Copy the section of the passage below on Noah and the laws of bloodshed, from "In addition to" up to and including "is still alive.".

#### TEXT EXCERPT
——————————

JUSTICE-2/Jacob’s Ladder Dream

 

 

 

Adding new meaning

 

 

When Noah struggled against the rampant BLOODHSED of his generation,

he also added a new aspect to it – cruelty and the evilness of our human heart, something he was extremely worried about.

To enforce Man’s struggle against BLOODHSED,

which is the THIRD Commandment given to Adam in Eden,

Noah entered the Rainbow Covenant, under which we still live.

In it, G-d spells out the Laws of BLOODSHED in details,

something that was missing before Noah,

something that Adam and Eve and Enosh did not know.

 

 

In addition to the BLOODSHED Laws,

Noah also received a new Commandment, the Seventh,

one above Adam’s primordial six,

that prohibits the consumption of blood and a limb

torn from an animal while it is still alive.

 

Clearly, this new Seventh Commandment enforces Man’s struggle

against BLOODSHED, Adam’s THIRD.

It enhances Man’s struggle with the evilness of our own heart.

——————————

#### SUPPLIED INFORMATION
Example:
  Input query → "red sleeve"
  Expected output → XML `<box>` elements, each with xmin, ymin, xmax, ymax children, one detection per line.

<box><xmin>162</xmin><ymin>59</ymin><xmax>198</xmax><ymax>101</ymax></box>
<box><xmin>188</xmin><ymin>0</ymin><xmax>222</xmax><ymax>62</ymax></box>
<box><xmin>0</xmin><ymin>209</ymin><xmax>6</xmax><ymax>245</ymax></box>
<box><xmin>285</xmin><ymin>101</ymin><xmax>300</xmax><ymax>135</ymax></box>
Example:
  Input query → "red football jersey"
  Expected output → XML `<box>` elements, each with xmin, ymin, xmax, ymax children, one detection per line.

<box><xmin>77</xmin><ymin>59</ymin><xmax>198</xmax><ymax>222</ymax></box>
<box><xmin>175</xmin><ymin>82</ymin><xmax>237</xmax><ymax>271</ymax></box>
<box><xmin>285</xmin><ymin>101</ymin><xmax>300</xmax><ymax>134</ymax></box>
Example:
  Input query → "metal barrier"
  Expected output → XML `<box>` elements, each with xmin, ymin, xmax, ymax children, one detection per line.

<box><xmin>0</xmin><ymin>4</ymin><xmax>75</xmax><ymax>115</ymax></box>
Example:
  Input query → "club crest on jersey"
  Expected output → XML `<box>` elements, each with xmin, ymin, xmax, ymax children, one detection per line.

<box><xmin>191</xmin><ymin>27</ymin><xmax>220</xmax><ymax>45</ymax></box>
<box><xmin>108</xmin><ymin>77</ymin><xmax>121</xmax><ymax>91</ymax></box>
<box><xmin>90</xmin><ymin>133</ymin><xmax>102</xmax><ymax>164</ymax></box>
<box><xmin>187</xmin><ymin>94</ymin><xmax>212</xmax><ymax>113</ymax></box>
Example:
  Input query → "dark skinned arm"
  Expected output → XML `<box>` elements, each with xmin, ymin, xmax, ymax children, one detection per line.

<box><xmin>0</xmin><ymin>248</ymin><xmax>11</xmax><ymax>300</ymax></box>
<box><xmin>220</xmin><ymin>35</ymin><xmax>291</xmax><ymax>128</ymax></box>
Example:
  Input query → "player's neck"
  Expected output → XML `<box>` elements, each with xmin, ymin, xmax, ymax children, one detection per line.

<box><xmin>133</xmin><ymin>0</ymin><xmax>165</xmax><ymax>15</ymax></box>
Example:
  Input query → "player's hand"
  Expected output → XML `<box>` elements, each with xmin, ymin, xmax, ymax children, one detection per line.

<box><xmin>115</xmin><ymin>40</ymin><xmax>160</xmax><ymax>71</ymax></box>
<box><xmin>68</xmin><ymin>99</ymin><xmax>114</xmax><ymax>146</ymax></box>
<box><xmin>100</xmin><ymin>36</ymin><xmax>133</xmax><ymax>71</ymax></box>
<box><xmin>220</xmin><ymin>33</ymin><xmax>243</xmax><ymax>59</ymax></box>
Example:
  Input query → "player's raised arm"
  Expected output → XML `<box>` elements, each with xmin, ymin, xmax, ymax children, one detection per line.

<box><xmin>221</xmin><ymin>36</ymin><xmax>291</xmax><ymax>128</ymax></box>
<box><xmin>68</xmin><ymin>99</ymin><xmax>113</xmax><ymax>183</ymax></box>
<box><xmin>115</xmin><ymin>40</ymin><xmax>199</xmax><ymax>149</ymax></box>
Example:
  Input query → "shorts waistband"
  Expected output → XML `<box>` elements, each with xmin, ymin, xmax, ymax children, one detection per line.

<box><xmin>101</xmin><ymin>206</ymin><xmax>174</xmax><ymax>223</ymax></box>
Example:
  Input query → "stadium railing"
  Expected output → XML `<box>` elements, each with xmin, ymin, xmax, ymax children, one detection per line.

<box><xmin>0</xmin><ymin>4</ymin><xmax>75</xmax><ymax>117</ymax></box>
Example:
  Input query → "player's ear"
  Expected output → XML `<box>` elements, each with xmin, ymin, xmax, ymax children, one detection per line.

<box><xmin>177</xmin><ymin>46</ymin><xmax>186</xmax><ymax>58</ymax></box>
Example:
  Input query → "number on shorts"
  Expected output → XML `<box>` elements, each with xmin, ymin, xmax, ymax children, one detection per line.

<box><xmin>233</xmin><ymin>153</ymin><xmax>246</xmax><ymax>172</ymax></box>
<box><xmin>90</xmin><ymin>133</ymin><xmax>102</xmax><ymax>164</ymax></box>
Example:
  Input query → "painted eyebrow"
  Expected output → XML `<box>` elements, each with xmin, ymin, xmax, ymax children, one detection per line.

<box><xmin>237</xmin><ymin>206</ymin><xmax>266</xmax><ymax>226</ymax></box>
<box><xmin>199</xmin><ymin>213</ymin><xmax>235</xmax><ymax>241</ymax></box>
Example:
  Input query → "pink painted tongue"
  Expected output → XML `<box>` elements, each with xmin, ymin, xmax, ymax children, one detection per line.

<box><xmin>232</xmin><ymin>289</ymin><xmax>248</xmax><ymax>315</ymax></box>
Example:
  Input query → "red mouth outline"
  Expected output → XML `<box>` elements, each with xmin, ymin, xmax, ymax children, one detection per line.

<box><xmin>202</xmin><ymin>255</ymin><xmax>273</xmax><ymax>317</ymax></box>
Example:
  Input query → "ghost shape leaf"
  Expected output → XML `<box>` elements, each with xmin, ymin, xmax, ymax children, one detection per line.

——————————

#### TASK OUTPUT
In addition to the BLOODSHED Laws,

Noah also received a new Commandment, the Seventh,

one above Adam’s primordial six,

that prohibits the consumption of blood and a limb

torn from an animal while it is still alive.